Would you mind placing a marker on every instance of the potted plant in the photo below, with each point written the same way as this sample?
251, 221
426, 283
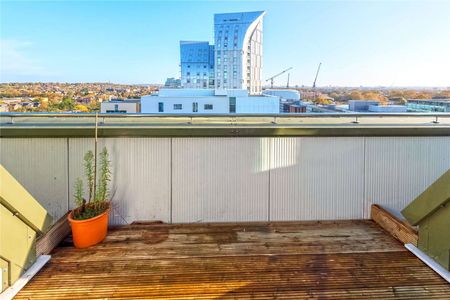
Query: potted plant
89, 220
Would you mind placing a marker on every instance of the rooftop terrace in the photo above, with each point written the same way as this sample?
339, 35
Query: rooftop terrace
288, 260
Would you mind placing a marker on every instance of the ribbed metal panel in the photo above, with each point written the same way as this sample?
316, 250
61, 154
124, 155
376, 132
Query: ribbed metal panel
40, 165
398, 169
316, 178
220, 179
227, 179
140, 186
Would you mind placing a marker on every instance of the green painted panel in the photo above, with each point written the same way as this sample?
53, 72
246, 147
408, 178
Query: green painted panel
434, 236
434, 197
4, 269
18, 201
17, 243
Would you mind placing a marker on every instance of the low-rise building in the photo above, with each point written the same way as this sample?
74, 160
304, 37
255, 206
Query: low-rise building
439, 105
361, 105
388, 108
284, 94
121, 106
208, 101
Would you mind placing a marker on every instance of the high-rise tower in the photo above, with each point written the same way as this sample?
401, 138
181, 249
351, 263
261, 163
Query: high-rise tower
238, 51
197, 64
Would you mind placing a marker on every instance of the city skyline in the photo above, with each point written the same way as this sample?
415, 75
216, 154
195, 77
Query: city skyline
359, 43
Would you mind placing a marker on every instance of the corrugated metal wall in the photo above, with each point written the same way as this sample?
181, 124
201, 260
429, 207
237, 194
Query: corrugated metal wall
40, 165
317, 178
235, 179
220, 179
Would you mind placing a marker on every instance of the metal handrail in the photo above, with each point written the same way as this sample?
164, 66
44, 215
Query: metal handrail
279, 115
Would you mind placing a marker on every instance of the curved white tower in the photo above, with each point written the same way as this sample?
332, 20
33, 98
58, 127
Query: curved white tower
238, 51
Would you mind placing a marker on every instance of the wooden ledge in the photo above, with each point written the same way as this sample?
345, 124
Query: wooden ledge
399, 229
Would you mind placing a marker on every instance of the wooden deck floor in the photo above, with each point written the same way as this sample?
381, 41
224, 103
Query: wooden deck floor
319, 260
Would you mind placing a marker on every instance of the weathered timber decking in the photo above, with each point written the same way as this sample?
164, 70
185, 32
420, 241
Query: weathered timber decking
320, 260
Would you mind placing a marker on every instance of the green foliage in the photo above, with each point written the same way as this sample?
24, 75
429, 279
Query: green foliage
79, 192
66, 104
104, 176
99, 202
89, 172
91, 210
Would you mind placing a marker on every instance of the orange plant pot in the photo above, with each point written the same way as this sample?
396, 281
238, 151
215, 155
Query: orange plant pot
86, 233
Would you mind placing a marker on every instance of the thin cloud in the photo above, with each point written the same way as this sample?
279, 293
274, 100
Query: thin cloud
15, 61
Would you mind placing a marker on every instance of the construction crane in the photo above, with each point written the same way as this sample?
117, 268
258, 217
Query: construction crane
273, 77
315, 80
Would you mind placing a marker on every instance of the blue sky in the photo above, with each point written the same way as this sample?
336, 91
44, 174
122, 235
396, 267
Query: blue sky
370, 43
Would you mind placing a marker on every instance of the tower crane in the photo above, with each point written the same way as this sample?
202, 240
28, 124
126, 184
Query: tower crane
273, 77
315, 80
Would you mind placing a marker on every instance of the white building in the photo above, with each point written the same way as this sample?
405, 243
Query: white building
121, 106
197, 64
208, 101
388, 108
234, 62
238, 51
284, 94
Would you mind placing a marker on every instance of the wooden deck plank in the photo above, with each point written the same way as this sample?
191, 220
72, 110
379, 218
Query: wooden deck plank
293, 260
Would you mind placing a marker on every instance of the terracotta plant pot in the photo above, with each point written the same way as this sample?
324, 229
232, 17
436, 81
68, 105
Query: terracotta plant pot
89, 232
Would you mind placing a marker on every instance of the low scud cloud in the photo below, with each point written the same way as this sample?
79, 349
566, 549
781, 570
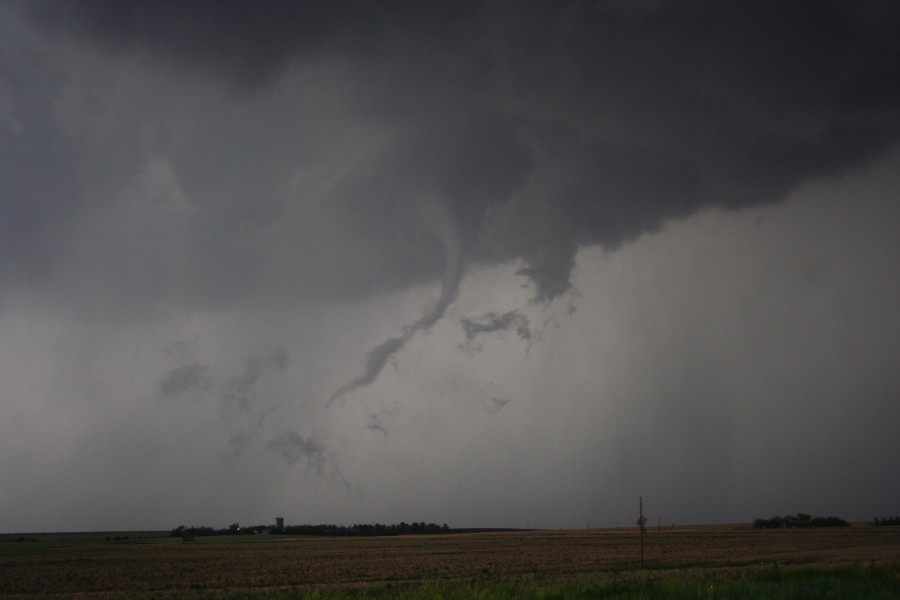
####################
DO THIS:
Extract each line above that contains the word “curved”.

RESPONSE TO THE TASK:
Would you mind placing a marker on every instance of the curved white tower in the photo above, with each point written the same way as this sample?
Query: curved white tower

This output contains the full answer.